— BEGIN DATASET EXCERPTS —

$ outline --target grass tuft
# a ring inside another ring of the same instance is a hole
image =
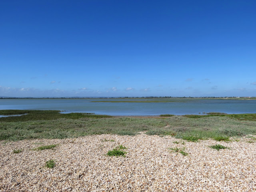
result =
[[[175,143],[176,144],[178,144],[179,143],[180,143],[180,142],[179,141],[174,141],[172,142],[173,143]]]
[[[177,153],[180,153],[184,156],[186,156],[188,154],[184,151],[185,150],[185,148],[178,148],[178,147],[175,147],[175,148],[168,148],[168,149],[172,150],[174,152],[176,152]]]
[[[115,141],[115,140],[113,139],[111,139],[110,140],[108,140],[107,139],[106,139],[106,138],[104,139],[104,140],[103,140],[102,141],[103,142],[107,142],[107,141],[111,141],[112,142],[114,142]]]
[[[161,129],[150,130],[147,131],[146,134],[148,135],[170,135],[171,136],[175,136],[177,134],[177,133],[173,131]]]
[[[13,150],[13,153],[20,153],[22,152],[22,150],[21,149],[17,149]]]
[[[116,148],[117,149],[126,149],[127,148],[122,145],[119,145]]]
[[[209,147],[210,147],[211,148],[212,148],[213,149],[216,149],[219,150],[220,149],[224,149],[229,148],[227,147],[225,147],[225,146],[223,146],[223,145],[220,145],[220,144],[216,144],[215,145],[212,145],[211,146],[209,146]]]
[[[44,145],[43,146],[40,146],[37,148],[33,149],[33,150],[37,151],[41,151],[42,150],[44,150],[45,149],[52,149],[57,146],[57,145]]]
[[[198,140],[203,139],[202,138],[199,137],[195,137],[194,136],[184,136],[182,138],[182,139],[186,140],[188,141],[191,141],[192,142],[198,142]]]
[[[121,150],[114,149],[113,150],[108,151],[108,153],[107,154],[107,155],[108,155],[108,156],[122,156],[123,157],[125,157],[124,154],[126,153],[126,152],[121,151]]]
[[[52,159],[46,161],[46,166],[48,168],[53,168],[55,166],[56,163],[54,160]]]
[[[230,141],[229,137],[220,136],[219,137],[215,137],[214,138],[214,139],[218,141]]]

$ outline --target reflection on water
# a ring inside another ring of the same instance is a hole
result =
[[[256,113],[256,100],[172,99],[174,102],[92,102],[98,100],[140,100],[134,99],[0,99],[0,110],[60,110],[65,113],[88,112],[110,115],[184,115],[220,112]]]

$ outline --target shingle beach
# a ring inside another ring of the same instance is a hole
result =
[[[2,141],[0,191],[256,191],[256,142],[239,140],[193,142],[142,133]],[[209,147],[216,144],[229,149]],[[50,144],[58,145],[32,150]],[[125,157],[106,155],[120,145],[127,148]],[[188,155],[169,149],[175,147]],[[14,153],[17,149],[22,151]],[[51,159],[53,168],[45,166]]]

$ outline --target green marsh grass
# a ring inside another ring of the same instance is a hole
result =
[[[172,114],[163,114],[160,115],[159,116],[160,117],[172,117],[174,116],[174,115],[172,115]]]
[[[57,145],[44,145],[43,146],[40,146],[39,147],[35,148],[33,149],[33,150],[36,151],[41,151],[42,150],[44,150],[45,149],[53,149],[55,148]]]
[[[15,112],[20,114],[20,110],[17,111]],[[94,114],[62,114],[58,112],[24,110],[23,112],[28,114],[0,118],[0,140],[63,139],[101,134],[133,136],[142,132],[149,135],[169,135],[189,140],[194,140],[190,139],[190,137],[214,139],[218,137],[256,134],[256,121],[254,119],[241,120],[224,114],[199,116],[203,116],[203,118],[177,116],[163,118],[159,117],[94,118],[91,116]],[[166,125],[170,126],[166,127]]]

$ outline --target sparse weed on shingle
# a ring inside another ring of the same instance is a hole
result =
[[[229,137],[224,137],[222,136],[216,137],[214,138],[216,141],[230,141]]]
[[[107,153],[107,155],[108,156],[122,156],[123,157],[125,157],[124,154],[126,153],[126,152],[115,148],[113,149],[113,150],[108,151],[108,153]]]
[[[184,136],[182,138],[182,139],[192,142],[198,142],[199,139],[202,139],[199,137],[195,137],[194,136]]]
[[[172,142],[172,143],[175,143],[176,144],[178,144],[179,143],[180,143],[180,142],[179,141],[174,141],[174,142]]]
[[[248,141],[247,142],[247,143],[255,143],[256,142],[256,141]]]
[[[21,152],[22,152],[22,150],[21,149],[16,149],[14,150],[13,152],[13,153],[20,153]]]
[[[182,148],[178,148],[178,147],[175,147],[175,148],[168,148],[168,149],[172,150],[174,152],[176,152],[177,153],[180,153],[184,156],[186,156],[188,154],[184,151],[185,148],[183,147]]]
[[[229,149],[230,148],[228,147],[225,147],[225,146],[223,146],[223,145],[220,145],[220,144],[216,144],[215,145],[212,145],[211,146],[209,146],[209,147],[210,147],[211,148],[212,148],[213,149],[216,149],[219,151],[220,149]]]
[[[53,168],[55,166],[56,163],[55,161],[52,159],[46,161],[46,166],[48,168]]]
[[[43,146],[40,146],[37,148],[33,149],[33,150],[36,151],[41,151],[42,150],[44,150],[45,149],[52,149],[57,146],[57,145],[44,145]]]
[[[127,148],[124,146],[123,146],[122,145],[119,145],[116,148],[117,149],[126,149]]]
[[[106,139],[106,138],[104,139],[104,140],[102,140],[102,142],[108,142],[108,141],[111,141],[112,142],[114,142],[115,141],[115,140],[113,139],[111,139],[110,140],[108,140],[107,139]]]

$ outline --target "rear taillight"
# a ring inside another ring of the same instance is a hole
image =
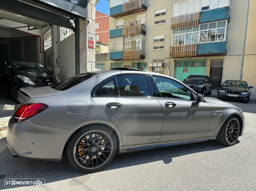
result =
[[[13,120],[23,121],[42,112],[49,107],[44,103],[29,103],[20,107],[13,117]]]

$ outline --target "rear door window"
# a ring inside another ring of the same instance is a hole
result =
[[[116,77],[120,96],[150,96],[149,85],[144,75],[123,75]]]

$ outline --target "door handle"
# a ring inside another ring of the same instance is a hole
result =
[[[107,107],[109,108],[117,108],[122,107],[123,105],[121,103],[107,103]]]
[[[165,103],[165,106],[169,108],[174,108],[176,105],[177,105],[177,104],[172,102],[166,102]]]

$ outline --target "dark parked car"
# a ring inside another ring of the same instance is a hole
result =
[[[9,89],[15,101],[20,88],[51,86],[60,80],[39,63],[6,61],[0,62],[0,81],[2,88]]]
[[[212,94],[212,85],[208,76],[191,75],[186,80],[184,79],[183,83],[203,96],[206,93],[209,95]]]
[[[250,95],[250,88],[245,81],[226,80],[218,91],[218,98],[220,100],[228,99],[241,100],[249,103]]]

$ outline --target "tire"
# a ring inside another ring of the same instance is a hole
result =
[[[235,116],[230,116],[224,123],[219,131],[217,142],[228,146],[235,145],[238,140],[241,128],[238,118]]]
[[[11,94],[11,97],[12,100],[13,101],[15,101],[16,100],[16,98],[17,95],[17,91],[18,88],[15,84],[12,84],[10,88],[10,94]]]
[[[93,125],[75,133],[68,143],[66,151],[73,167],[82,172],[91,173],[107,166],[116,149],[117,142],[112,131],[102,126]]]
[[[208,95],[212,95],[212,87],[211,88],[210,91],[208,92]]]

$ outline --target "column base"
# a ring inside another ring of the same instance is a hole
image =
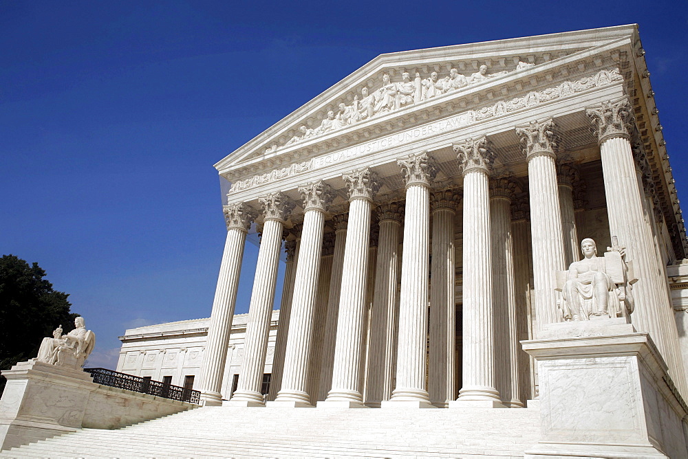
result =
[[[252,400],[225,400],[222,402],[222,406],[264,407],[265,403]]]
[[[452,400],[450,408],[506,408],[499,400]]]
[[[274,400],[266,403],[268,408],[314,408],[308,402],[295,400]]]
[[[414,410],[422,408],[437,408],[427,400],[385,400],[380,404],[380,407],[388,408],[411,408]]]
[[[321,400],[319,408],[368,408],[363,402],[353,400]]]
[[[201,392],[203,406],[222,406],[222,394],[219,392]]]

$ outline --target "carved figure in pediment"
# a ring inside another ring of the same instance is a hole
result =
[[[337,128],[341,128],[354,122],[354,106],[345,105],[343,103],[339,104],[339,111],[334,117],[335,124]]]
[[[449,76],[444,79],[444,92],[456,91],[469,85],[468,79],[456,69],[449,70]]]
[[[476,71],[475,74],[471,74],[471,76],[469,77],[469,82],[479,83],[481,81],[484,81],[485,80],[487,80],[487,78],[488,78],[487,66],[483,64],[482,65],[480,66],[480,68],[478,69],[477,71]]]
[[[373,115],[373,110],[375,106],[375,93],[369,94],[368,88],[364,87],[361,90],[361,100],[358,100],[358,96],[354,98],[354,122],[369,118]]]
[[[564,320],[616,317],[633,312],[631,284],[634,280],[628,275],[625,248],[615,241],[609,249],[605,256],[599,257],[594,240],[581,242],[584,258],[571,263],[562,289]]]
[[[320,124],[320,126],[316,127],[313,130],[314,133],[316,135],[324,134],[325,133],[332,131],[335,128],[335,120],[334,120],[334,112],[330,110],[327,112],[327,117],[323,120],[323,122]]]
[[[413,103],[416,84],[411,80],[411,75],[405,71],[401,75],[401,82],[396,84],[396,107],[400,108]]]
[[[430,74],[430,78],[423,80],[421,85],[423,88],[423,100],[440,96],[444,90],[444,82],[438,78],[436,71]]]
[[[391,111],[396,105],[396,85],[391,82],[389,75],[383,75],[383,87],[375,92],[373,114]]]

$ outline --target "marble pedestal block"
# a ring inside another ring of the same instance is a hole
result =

— END DATASET EXCERPTS —

DESCRIPTION OF THE TASK
Report every line of the records above that contains the string "shingle".

RESULT FOR THIS TASK
$ outline --target shingle beach
$ outline --target sparse weed on shingle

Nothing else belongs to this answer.